-- OBIETTIVO A --
Trascrivi senza modifiche il tratto del brano sullo smart working che va da "La prestazione lavorativa" fino a "questi strettamente connessi.".

-- BRANO DEL DOCUMENTO --
+-------+
Il mondo del lavoro sta attraversando una trasformazione epocale. Non si tratta solo – si fa per dire – di raccogliere le nuove sfide del mercato attraverso l’adozione di infrastrutture digitali di ultima generazione o di dar vita a nuove figure professionali per rispondere con rapidità e preparazione agli input dell’economia delle informazioni.

L’incessante rincorsa al cambiamento percorre infatti anche il fronte organizzativo. La formula dello smart working riflette appieno la metamorfosi culturale che stanno attraversando le imprese, complice l’implementazione di politiche basate sulla valorizzazione delle persone e la disponibilità organizzativa delle risorse favorita dall’azzeramento delle distanze fisiche grazie all’utilizzo delle tecnologie e della rete.

Lo scorso 10 maggio, con l’approvazione del Senato, il Disegno di legge sul lavoro autonomo – ribattezzato “Statuto del lavoro autonomo” – è divenuto legge, riconoscendo ulteriore dignità a questa formula, sempre più diffusa in grandi aziende e multinazionali, sebbene ancora stenti a decollare nella maggior parte delle piccole e medie imprese, dove la presenza fisica è considerata ancora essenziale per lo svolgimento dell’attività.

La prestazione lavorativa fuori dal perimetro aziendale pone una serie di questioni giuridiche inerenti le modalità di utilizzo della strumentazione informatica che caratterizza la prestazione dei subalterni “in smart working”, prima tra tutti quella del controllo a distanza da parte del datore di lavoro, ma anche la tutela delle informazioni aziendali, temi questi strettamente connessi.

Sul primo punto la normativa e la giurisprudenza sono intervenute più volte nell’ottica di raggiungere un efficace equilibrio tra l’interesse legittimo del datore di lavoro nell’esercizio della propria attività imprenditoriale, e quello dei dipendenti e della loro riservatezza, disciplinato dall’art. 4 dello Statuto dei Lavoratori. Argomento, questo, riformulato poco più di un anno fa dal D.Lgs. 151/2015 (c.d. Jobs Act) con il precipuo intento di rispondere alle numerose evoluzioni tecnologiche ed organizzative connesse che hanno naturalmente caratterizzato le aziende italiane.
+-------+
-- VOCI DEL DATASET --
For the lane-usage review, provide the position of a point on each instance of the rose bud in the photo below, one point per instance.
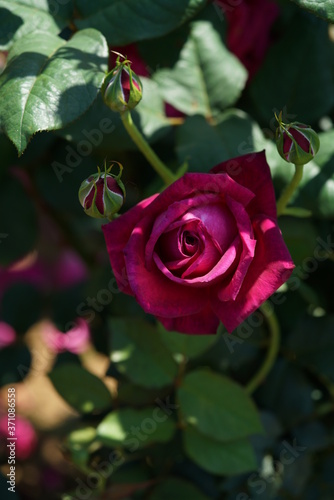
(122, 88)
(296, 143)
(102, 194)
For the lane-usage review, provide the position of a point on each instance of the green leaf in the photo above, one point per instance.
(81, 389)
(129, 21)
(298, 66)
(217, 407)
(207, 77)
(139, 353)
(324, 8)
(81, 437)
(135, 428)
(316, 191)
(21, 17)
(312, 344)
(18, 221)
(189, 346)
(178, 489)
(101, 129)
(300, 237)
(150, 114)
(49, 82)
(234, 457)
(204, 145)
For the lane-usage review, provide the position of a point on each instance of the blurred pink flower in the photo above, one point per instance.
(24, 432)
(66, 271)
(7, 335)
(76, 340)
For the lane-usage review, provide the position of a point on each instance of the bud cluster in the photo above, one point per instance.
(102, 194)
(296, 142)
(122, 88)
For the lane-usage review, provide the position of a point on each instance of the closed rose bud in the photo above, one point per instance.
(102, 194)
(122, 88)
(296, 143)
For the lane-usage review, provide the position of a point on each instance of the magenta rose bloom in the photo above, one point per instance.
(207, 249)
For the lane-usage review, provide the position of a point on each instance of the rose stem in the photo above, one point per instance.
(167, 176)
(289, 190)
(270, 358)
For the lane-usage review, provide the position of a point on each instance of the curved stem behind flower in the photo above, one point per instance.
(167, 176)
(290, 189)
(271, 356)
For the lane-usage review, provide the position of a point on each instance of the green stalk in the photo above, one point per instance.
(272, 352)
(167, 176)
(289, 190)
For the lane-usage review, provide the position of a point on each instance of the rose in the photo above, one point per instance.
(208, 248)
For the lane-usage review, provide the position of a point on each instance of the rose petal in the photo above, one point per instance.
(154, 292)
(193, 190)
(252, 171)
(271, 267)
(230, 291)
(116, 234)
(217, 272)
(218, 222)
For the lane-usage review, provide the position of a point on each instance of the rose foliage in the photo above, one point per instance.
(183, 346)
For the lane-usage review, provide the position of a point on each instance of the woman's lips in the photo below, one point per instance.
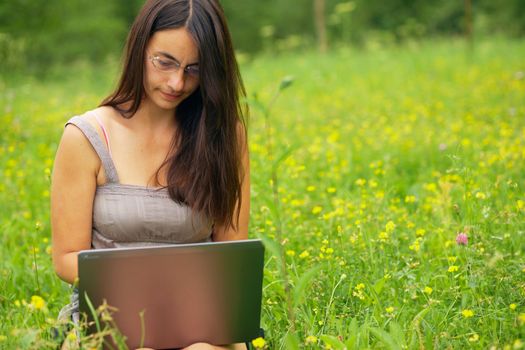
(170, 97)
+-------+
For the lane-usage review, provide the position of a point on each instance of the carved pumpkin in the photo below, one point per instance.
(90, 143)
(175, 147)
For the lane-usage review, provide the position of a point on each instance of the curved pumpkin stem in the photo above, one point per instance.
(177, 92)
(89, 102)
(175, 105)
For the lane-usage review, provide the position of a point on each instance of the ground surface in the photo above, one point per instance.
+-------+
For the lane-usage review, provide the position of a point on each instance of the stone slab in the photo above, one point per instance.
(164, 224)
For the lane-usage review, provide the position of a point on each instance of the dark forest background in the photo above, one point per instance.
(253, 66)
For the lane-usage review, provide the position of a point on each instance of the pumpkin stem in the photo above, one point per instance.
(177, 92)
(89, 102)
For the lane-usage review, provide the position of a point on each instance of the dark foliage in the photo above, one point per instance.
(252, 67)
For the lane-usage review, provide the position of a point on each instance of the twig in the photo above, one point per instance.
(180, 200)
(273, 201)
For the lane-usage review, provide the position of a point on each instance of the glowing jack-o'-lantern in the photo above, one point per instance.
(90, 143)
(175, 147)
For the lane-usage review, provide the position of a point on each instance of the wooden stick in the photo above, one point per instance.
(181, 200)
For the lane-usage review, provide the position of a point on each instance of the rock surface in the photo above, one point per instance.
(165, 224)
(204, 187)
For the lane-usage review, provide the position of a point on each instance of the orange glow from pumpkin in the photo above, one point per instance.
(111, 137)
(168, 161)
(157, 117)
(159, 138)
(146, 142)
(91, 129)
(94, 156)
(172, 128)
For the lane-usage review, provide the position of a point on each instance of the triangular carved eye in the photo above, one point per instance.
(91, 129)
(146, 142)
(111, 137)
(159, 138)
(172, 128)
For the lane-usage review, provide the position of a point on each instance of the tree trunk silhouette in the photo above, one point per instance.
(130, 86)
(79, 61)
+-------+
-- OBIETTIVO B --
Quali righe delle voci riportate sopra contengono la stringa "pumpkin"? Filtrale e copiale tutte per intero.

-- SOLUZIONE DELL'ESERCIZIO A --
La prestazione lavorativa fuori dal perimetro aziendale pone una serie di questioni giuridiche inerenti le modalità di utilizzo della strumentazione informatica che caratterizza la prestazione dei subalterni “in smart working”, prima tra tutti quella del controllo a distanza da parte del datore di lavoro, ma anche la tutela delle informazioni aziendali, temi questi strettamente connessi.

-- SOLUZIONE DELL'ESERCIZIO B --
For the lane-usage review, provide the position of a point on each instance of the carved pumpkin in the photo below, one point per instance.
For the lane-usage review, provide the position of a point on each instance of the curved pumpkin stem in the photo above, one point per instance.
For the lane-usage review, provide the position of a point on each instance of the pumpkin stem in the photo above, one point per instance.
For the lane-usage review, provide the position of a point on each instance of the orange glow from pumpkin in the photo above, one point per instance.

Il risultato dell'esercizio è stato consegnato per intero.